* [Excerpt]:
--------------------------------------------------

Evaluate $\int \frac{\mathrm dz}{(A^2+z^2)\sqrt{2A^2+z^2}}$

Question

Let $A$ be a constant and $z$ a variable. Evaluate the integral: $$\int \frac{\mathrm dz}{(A^2+z^2)\sqrt{2A^2+z^2}}$$

Note: I've tried the most common trigonometric substitutions$($like $z = A\tan(\theta))$, but had no success.

Answer 1

Let $z=\sqrt{2}A\tan \theta$

The integral becomes (I will just skip the trivial steps) $$\int \frac{\cos\theta d\theta}{A^2(1+\sin^2\theta)} = \frac{1}{A^2}\int \frac{ d\sin\theta}{1+\sin^2\theta} = \frac{\arctan(\sin\theta)}{A^2}$$

I think this is clear enough and you can figure out the rest.

--------------------------------------------------

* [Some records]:
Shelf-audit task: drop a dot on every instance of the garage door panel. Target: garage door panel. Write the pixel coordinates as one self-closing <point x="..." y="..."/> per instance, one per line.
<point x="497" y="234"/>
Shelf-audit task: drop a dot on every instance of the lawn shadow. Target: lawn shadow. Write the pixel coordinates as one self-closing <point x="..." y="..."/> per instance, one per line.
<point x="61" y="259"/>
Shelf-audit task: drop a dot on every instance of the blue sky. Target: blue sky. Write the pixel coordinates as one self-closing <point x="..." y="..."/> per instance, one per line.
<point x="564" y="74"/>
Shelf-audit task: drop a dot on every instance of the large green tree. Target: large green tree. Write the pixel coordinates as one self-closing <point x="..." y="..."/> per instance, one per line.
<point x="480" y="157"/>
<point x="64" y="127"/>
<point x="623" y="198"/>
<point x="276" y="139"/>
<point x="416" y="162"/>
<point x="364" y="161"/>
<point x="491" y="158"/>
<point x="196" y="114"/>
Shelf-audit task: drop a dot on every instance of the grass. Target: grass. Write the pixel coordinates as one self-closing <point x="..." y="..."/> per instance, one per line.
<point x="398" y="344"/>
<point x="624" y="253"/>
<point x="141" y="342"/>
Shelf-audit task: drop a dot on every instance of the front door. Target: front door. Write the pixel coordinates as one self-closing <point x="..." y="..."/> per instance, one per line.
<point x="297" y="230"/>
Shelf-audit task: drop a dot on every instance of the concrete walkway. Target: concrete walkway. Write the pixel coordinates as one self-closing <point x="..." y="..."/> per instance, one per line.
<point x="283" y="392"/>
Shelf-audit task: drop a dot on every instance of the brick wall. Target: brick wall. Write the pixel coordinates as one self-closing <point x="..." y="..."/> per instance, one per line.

--------------------------------------------------

* [Set task 1]:
In the integral thread, what substitution does Answer 1 use?
* [Set task 2]:
Transcribe the integral thread, beginning at the words "Note: I've tried" and stopping after "out the rest.".
* [Set task 3]:
Go on with the integral thread from the point where it ends.

* [Written response 1]:
It uses $z=\sqrt{2}A\tan \theta$.

* [Written response 2]:
Note: I've tried the most common trigonometric substitutions$($like $z = A\tan(\theta))$, but had no success.

Answer 1

Let $z=\sqrt{2}A\tan \theta$

The integral becomes (I will just skip the trivial steps) $$\int \frac{\cos\theta d\theta}{A^2(1+\sin^2\theta)} = \frac{1}{A^2}\int \frac{ d\sin\theta}{1+\sin^2\theta} = \frac{\arctan(\sin\theta)}{A^2}$$

I think this is clear enough and you can figure out the rest.

* [Written response 3]:
Answer 2

you Can use the Substitution $$\sqrt{2A^2+z^2}=t+z$$ then you will get $$z=\frac{2A^2-t^2}{2t}$$ and $$dz=-\frac{2 A^2+t^2}{2 t^2}dt$$

Answer 3

An efficient method that doesn’t require any trig substitution is the substitution $z=\frac1{t}$:

$$\begin{align}\int\frac{\mathrm dz}{(A^2+z^2)\sqrt{2A^2+z^2}}&=\frac{-\text{sgn}A}{A^3}\int\frac{t\mathrm dt}{\left(t^2+\frac1{A^2}\right)\sqrt{2t^2+\frac1{A^2}}}\\&\overset{\sqrt{2t^2+\frac1{A^2}}=u}{=} \frac{-\text{sgn}A}{4A^3}\int\frac{\mathrm du}{\frac{u^2}2+\frac1{2A^2}}\\&=\cdots\end{align}$$

Answer 4

You are on the right track in recognizing the use of the substitution $z=A\tan\theta$; it is indeed feasible:

$$\begin{align}\int\frac{\mathrm dz}{(A^2+z^2)\sqrt{2A^2+z^2}}&=\frac1{A}\int\frac{\mathrm d\theta}{\sqrt{A^2+A^2\sec^2\theta}}\\&=\frac1{A^2\text{sgn}A}\int\frac{\cos\theta\mathrm d\theta}{\sqrt{2-\sin^2\theta}}\\&=\frac1{A^2\text{sgn}A}\sin^{-1}\left(\frac{\sin\theta}{\sqrt2}\right)+C\end{align}$$

Now, just do the back-substitution.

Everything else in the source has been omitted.